== Dataset items ==
◆ ◆ ◆ ◆ ◆

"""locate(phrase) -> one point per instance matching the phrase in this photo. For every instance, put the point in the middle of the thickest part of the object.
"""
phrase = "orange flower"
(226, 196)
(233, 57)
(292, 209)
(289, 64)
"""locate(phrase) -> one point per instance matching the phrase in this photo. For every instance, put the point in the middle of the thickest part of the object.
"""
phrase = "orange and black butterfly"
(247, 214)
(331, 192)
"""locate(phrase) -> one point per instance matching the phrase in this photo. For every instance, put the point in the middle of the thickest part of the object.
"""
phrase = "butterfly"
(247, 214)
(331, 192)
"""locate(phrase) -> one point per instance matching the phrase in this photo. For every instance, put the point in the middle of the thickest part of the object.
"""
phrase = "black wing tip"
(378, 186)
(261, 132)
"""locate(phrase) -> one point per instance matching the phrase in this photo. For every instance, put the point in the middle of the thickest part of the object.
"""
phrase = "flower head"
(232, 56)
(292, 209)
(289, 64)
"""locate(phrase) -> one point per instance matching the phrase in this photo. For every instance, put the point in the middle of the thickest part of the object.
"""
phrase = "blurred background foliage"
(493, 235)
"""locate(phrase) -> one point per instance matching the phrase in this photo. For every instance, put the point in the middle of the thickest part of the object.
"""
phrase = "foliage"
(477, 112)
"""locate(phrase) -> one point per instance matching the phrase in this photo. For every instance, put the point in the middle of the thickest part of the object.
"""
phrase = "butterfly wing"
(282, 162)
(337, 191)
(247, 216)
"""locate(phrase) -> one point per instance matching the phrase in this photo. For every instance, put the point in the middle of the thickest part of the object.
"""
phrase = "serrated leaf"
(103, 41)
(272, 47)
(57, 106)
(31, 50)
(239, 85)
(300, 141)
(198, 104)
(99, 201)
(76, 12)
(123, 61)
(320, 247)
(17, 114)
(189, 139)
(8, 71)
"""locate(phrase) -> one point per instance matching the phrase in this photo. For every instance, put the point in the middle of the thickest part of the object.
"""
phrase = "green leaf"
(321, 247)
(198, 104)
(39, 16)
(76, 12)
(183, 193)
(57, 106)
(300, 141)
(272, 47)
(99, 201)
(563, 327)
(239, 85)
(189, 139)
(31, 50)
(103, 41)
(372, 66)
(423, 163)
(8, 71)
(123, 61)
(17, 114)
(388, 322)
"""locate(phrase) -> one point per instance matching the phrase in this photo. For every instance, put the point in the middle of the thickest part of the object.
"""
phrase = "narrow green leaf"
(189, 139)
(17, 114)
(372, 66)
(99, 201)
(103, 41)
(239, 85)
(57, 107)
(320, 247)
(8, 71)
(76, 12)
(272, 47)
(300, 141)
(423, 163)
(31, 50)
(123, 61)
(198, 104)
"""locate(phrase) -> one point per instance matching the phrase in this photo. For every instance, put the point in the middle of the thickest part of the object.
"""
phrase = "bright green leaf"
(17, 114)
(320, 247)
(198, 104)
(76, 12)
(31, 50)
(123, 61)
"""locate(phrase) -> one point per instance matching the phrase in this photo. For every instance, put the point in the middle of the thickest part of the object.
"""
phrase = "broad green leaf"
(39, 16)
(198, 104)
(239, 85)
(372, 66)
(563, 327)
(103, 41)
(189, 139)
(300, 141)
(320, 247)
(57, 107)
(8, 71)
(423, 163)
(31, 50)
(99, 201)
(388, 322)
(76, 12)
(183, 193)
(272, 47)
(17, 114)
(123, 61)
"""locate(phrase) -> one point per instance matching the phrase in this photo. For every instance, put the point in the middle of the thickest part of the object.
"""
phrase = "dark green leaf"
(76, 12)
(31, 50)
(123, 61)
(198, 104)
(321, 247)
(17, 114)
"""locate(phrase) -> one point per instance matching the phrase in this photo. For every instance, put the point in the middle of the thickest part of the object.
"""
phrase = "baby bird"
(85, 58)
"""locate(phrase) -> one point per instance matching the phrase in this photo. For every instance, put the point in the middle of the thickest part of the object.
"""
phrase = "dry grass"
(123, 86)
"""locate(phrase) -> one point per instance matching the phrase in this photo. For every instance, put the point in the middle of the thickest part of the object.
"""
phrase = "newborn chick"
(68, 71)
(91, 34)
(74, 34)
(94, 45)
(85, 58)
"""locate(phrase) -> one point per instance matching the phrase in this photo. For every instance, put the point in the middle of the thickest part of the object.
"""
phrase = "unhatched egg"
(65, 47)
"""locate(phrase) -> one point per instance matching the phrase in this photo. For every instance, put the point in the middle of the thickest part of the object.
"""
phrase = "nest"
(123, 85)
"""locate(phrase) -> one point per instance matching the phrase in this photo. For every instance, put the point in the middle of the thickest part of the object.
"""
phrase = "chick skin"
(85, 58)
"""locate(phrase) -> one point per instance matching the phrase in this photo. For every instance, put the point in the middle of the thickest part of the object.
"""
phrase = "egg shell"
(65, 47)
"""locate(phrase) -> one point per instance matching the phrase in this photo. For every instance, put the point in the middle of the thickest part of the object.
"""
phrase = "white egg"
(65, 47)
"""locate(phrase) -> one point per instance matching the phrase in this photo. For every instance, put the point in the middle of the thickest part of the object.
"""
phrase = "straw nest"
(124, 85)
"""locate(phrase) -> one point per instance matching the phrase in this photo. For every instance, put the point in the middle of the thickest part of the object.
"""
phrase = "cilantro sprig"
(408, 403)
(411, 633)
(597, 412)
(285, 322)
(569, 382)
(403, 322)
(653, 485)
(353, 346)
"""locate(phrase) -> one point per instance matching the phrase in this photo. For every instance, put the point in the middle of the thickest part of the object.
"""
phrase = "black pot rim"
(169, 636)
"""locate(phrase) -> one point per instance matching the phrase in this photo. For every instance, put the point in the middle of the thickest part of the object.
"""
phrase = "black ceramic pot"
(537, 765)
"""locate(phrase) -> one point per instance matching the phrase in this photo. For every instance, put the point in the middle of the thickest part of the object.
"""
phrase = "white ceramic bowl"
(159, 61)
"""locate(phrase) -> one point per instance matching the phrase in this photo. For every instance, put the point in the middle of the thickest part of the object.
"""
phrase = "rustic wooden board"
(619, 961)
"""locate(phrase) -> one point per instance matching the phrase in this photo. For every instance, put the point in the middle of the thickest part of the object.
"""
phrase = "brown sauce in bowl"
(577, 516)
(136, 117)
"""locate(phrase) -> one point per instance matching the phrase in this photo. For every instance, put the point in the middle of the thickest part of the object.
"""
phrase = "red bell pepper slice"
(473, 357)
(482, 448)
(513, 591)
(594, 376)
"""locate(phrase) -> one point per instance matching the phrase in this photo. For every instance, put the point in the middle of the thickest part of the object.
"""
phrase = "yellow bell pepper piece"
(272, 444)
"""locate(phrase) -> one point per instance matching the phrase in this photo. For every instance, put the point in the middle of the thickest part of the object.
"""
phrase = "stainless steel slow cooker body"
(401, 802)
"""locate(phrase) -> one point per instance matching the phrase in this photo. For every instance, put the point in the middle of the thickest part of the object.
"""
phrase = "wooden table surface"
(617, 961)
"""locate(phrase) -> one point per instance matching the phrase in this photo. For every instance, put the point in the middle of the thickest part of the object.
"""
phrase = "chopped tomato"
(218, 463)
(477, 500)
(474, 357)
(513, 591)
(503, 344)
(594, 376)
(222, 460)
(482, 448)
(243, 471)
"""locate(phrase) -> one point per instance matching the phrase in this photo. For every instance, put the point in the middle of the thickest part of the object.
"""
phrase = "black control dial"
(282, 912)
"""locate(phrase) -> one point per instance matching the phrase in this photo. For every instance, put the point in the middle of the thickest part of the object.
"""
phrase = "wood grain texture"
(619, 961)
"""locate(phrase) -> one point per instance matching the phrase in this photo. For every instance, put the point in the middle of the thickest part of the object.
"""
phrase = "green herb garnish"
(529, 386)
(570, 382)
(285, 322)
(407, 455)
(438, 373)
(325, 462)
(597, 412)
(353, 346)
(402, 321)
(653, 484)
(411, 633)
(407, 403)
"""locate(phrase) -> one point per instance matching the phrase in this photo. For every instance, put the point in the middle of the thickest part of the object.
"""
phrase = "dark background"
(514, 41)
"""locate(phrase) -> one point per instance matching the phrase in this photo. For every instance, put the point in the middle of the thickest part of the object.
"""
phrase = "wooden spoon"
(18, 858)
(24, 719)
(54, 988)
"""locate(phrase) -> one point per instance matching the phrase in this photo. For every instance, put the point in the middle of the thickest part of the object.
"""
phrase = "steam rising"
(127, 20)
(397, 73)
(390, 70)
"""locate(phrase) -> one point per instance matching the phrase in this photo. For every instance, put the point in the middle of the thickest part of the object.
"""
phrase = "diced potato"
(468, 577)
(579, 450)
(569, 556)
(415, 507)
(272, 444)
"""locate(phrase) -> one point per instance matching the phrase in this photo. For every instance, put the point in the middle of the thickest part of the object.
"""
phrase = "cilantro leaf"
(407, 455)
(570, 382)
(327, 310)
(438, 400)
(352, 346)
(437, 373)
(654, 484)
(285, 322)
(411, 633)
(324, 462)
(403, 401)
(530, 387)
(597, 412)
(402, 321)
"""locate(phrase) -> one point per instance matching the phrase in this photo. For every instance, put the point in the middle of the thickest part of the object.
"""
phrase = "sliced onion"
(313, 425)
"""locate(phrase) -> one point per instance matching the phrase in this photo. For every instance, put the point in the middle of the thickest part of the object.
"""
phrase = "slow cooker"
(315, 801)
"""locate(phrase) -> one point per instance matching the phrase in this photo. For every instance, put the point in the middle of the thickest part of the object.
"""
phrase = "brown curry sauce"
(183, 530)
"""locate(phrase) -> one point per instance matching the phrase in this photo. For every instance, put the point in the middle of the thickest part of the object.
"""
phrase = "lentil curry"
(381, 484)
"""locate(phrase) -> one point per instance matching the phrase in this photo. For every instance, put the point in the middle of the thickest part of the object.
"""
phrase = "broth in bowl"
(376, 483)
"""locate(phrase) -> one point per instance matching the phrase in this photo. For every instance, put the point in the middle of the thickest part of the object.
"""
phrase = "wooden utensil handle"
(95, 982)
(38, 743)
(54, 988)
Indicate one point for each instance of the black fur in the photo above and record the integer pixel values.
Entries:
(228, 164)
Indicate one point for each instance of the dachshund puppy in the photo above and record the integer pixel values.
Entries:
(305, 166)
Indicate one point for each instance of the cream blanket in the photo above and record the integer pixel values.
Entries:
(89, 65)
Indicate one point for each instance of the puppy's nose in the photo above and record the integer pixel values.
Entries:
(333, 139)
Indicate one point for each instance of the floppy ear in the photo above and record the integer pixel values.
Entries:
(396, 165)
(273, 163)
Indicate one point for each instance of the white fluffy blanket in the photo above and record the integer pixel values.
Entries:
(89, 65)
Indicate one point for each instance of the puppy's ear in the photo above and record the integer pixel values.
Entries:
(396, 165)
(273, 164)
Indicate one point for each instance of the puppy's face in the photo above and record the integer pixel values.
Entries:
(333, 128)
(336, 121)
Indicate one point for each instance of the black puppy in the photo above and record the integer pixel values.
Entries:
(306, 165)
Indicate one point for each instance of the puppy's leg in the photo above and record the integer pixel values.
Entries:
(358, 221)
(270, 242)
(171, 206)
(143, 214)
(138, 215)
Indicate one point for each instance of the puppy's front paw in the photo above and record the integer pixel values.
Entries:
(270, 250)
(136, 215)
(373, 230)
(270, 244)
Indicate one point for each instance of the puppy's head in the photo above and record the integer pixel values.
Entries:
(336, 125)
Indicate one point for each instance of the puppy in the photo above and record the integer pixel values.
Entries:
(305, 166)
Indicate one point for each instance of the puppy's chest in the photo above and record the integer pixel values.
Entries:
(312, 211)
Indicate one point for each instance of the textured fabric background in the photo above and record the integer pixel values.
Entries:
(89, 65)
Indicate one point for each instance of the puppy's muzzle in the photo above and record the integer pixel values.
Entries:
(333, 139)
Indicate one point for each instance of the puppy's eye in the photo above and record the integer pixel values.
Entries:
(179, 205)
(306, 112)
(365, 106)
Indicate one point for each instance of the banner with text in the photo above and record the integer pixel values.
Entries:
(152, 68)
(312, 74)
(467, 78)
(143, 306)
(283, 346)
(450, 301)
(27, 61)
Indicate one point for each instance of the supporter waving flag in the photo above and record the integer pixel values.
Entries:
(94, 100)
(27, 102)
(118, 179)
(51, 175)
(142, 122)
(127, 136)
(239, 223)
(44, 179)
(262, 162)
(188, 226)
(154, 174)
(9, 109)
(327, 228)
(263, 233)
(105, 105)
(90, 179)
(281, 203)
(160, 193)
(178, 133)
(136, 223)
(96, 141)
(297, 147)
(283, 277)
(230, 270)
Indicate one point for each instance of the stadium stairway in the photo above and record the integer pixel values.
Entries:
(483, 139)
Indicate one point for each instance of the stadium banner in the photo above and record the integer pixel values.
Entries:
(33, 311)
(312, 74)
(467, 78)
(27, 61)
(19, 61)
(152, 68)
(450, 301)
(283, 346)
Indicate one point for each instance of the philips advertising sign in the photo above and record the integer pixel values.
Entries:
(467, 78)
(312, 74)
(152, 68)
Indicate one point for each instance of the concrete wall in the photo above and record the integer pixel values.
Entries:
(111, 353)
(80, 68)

◆ ◆ ◆ ◆ ◆

== WHAT THE EXERCISE ASKS ==
Report each line of the entries where the word "banner" occurs.

== ANSWER SPACE ==
Indicate one point for each instance of the banner with text in the photo above and record the integer pixel values.
Indicate one point for each instance of the stadium banner in the photo above and record the integer pixel values.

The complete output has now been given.